◆ **Document section**:
As of now, Israel does not have orderly procedures for adequately responding to scenarios in which hundreds of thousands of its citizens will have to leave their homes - in time of war, or if a natural disaster were to strike, the Yedioth Aharonot daily reported on Monday.
The report reveals details of a stratagem, drawn up by the National Emergency Authority (NEA), which includes an assessment that up to 300,000 Israelis may be forced to find shelter out of range of incoming missiles or areas struck by an earthquake.
The ministerial committee, headed by Homeland Security Minister Matan Vilna'i, is expected to greenlight the immediate implementation of the plan. If approved, the Israel Defense Forces (IDF) Home Front Command and Israel Police will be instructed to formulate plans for mass evacuations, to include criteria of their timing and scope.
The Interior Ministry will be tasked with locating public structures throughout the country fit to shelter tens of thousands of evacuees. The Housing Ministry, for its part, will draw plans for the hasty construction of temporary, makeshift camps as another option.
In addition, the plan calls for the allocation of a special budget to local councils, according to the number of residents within their jurisdiction, slated to finance the basic needs of potential evacuees - up to 350 shekels (102 U.S. dollars) per family - for clothing, medicine, diapers and laundry services.
In the 2006 Lebanon war, northern Israeli cities and towns were found unprepared to shelter their residents from thousands of Katyusha rockets fired by Hezbollah militants over the course of 33 days.
A state-appointed probe commission later blasted the government for its failure to shelter the civilian population and provide for its needs.
The current plan is slated to go into high gear amid consistent assessments that hundreds, perhaps thousands, of rockets will be fired at Israel's urban centers in a future war.
In tandem, the ministerial committee is also expected to approve a separate plan to bolster protection of the country's vital infrastructure - water, electricity and communications - from potential incoming rockets and missiles, according to the Yedioth Aharonot report.
The plan calls for establishing an inter-ministerial committee headed by the NEA and staffed by representatives from the IDF, Defense Ministry and the Shin Bet security agency, among others. It will supervise projects slated to substantially upgrade the survivability of strategic civil facilities and ensure their operation in a national crisis.
"A strike against certain sensitive facilities may hurt the public and the economy in general," Vilna'i said on Sunday, adding that Israel's national "robustness" could be dealt a critical blow during war.

◆ **Material supplied**:
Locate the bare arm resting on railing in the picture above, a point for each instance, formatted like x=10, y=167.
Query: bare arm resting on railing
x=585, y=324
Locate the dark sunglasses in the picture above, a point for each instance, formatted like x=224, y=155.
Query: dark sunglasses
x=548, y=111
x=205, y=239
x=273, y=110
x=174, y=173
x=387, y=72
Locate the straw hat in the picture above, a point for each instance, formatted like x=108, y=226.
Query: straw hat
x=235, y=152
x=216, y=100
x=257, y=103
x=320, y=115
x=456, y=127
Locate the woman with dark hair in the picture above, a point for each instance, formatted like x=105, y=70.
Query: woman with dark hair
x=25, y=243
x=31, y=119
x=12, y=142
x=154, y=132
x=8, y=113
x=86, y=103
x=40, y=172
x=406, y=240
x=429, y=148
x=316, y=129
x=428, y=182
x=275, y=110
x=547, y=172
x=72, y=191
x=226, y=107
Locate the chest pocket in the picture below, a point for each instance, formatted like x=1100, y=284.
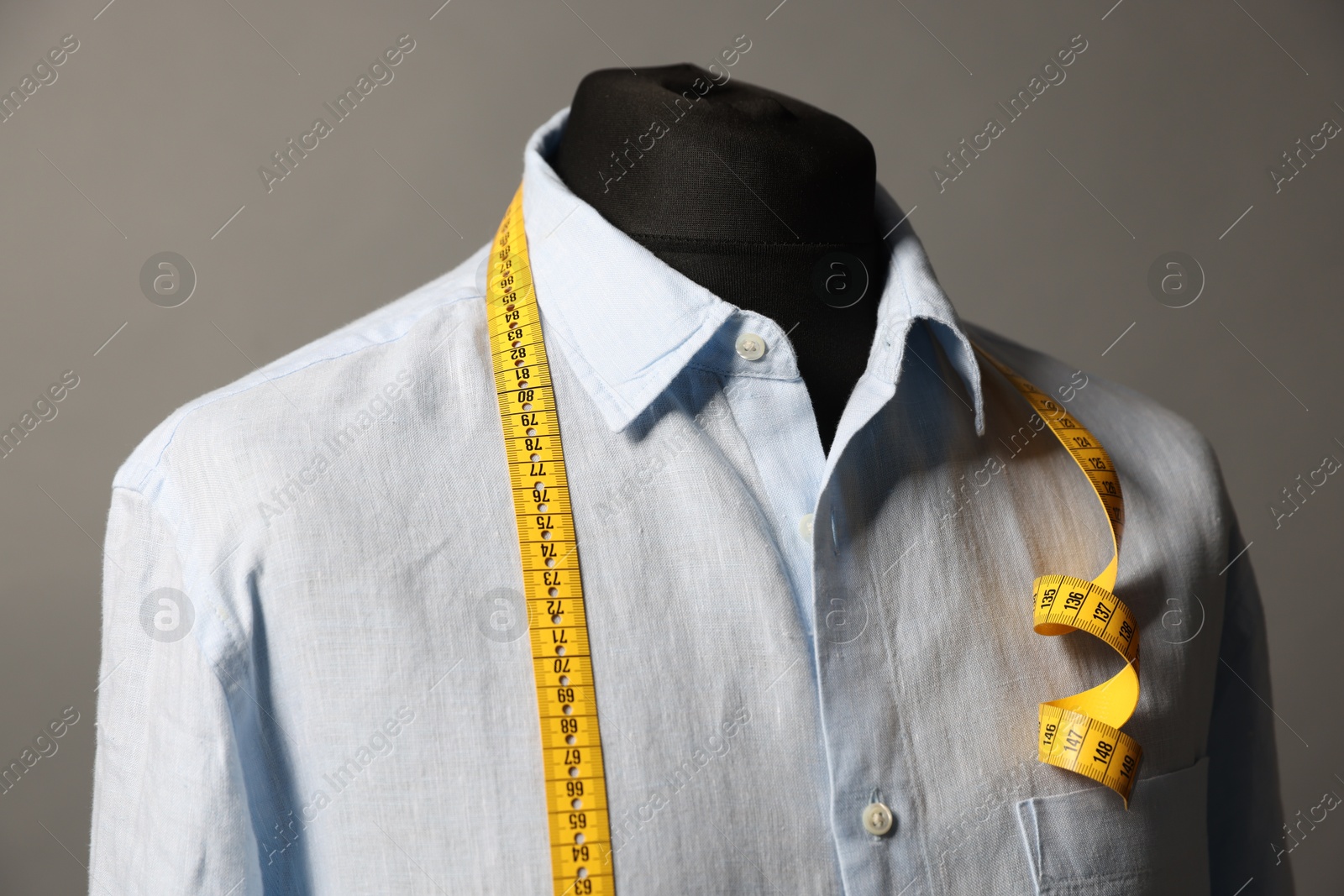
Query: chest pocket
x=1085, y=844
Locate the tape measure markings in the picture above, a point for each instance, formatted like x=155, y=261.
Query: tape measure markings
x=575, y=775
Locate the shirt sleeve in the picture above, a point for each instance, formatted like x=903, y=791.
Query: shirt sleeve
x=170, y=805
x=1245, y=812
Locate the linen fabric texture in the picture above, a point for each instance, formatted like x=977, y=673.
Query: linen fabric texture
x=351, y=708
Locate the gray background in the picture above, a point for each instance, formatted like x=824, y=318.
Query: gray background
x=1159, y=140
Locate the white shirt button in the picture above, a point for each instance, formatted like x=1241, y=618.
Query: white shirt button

◆ **Questions**:
**a.** Translate this sentence from the article on Israel's evacuation planning into Spanish: "A state-appointed probe commission later blasted the government for its failure to shelter the civilian population and provide for its needs."
**b.** Answer these questions from the article on Israel's evacuation planning:
(i) Up to how many Israelis may be forced to find shelter, according to the NEA assessment?
(ii) What is the most the special budget would provide per family?
(iii) Over how many days were Katyusha rockets fired during the 2006 Lebanon war?
**c.** Please repeat everything from "In tandem, the" down to "a national crisis." in the article on Israel's evacuation planning.

◆ **Answers for the tasks**:
**a.** Una comisión investigadora designada por el Estado criticó duramente más tarde al gobierno por no haber protegido a la población civil ni haber atendido sus necesidades.

**b.**
(i) Up to 300,000
(ii) 350 shekels (102 U.S. dollars)
(iii) 33 days

**c.**
In tandem, the ministerial committee is also expected to approve a separate plan to bolster protection of the country's vital infrastructure - water, electricity and communications - from potential incoming rockets and missiles, according to the Yedioth Aharonot report.
The plan calls for establishing an inter-ministerial committee headed by the NEA and staffed by representatives from the IDF, Defense Ministry and the Shin Bet security agency, among others. It will supervise projects slated to substantially upgrade the survivability of strategic civil facilities and ensure their operation in a national crisis.